■ Bacaan:
__________
Di samping itu, pembudi daya kepiting soka juga wajib terdaftar di Direktorat Jendral Perikanan Budidaya, dan paling lambat pada tahun ketiga pembudi daya kepiting soka harus memiliki sarana dan prasarana pembenihan yang telah menghasilkan benih kepiting.
Pembenihan kepiting membutuhkan jaminan pasokan induk kepiting unggul sehingga seharusnya ada aturan khusus yang membolehkan penangkapan induk kepiting baik jantan maupun betina dari alam, dan dipastikan tidak akan mengganggu kelestarian sumber daya karena jumlah induk kepiting yang dibutuhkan relatif sedikit.
Sebagai gambaran, 1 ekor induk kepiting bertelur kira-kira 1,5 juta hingga 6 juta (FAO Mud Crab Aquaculture A Practical Manual). Jadi 1 unit hatchery dapat memproduksi hanya membutuhkan beberapa ekor induk kepiting untuk menghasilkan 2 juta ekor crablet per siklus. Melalui pembenihan kepiting diharapkan produksi meningkat dengan SR (survival rate) Z1 sampai crablet relatif lebih tinggi berikisar 3%-7% bahkan Vietnam sudah berhasil konsisten 10%-15% (Asian J Agric & Biol 2019).
__________
■ Data yang Disediakan:
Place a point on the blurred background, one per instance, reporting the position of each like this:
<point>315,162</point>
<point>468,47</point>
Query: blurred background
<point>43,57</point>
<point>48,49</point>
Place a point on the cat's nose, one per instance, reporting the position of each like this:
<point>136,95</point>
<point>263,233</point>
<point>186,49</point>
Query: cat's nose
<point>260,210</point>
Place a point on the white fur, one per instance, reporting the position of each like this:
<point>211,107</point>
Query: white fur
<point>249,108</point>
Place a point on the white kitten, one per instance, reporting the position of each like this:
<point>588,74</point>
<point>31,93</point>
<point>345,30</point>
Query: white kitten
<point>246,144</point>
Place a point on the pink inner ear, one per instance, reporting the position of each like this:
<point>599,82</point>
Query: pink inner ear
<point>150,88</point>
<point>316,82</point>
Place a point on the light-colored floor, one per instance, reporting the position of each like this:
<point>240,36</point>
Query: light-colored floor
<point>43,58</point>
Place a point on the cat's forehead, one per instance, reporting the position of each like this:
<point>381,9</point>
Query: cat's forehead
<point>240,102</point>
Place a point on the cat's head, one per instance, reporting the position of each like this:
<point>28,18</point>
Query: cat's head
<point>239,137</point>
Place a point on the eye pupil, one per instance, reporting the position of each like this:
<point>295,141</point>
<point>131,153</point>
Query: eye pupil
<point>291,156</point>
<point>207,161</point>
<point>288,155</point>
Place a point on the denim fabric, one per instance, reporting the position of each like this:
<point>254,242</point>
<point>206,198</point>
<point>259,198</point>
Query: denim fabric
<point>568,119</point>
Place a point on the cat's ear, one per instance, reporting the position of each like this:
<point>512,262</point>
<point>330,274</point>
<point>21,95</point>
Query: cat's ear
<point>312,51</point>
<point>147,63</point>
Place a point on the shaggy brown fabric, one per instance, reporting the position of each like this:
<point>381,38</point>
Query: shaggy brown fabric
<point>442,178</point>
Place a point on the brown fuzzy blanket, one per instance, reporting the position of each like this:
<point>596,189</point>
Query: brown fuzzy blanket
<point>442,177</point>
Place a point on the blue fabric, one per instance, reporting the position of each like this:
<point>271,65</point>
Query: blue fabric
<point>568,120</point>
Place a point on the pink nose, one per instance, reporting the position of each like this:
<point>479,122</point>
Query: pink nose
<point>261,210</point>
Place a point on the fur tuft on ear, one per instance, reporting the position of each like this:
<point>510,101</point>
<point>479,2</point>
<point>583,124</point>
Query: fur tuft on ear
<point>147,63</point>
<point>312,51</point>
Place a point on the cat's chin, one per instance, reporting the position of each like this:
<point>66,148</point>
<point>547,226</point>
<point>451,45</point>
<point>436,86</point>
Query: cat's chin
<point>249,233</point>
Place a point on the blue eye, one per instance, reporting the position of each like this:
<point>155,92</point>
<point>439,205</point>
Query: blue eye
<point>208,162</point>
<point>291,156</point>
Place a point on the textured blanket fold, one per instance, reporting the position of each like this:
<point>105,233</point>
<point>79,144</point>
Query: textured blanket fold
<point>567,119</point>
__________
■ Bagian Latihan:
[A] Menurut bacaan, paling lambat pada tahun keberapa pembudi daya kepiting soka harus memiliki sarana dan prasarana pembenihan yang telah menghasilkan benih kepiting?
[B] Sunting bagian bacaan yang diawali "Pembenihan kepiting membutuhkan" dan diakhiri "Agric & Biol 2019)." dengan menuliskannya kembali dan mengganti "induk kepiting" menjadi "indukan kepiting".

■ Jawaban Tiap Soal:
[A] Pada tahun ketiga.

[B]
Pembenihan kepiting membutuhkan jaminan pasokan indukan kepiting unggul sehingga seharusnya ada aturan khusus yang membolehkan penangkapan indukan kepiting baik jantan maupun betina dari alam, dan dipastikan tidak akan mengganggu kelestarian sumber daya karena jumlah indukan kepiting yang dibutuhkan relatif sedikit.
Sebagai gambaran, 1 ekor indukan kepiting bertelur kira-kira 1,5 juta hingga 6 juta (FAO Mud Crab Aquaculture A Practical Manual). Jadi 1 unit hatchery dapat memproduksi hanya membutuhkan beberapa ekor indukan kepiting untuk menghasilkan 2 juta ekor crablet per siklus. Melalui pembenihan kepiting diharapkan produksi meningkat dengan SR (survival rate) Z1 sampai crablet relatif lebih tinggi berikisar 3%-7% bahkan Vietnam sudah berhasil konsisten 10%-15% (Asian J Agric & Biol 2019).